# Required work
**1.** In the passage on comparing children, what percentile was the baby's head size in?
**2.** From the passage on comparing children, extract the text from "When your child’s" to "my favorite…head size.".

# Document extract

It starts at birth. Your child arrives and the comparing begins. The nurses and doctors eventually take the baby for necessary checkups and various tests. These ensure the child measures up to all of the health markers medical science offers. Daily check-ups turn to weekly, then monthly, soon yearly. Once you become comfortable with the overall well-being of your child, these visits to the doctor become less about health and more about how your child is measuring up to others. Let’s dive in to the problems that come with comparing our kids.


When your child’s young, the comparisons are what you talk about when family ask you, “How’s the baby?” Followed by the dreaded height and weight scale, and my favorite…head size.

 

“Well, dad, his height and weight are off the charts, and his head is in the 25th percentile.” The doctor comes in, reads the measurements, but you are still distracted by the score echoing in your head. His lips are moving but your swollen chest is still breathing in “off-the-chart.”

 

As you nod to the doctor, you are suddenly concerned about the “shrunken head curse” your child has succumbed to this early in life. You didn’t notice the small head before, but compared to others’ it must be! And then, suddenly your beaming pride for body size turns to, “Oh no, is he fat?! What does ‘off-the-chart mean?! Maybe just big-boned? With a small head?!”

# Given data
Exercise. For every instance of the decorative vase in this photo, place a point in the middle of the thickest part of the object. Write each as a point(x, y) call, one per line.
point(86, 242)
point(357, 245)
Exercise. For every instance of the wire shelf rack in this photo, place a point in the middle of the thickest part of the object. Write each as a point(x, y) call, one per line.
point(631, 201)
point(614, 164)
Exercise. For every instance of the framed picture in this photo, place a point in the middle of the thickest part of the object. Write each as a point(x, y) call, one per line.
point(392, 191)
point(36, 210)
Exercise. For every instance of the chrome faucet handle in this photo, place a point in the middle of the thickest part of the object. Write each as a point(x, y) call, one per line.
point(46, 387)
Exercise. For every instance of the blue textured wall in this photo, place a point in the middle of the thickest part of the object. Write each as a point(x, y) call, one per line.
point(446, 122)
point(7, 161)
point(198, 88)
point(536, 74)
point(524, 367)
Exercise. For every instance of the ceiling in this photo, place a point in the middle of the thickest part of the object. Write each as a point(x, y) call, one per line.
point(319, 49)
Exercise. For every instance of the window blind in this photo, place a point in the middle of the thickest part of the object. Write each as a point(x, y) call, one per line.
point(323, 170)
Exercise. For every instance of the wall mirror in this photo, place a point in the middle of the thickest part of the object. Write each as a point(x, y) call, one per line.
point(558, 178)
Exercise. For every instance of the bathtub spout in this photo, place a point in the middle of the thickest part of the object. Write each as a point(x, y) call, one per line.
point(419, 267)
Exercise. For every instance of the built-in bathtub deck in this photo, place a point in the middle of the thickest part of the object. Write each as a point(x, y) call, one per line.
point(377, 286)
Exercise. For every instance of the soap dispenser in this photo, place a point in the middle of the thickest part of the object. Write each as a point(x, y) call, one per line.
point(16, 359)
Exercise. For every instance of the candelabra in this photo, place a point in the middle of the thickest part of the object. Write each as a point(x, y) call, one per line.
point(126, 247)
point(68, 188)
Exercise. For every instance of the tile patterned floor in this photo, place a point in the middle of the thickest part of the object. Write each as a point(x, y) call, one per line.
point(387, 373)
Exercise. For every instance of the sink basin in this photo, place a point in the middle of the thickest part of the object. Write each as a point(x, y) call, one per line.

# Expected outputs
**1.** The 25th percentile.

**2.**
When your child’s young, the comparisons are what you talk about when family ask you, “How’s the baby?” Followed by the dreaded height and weight scale, and my favorite…head size.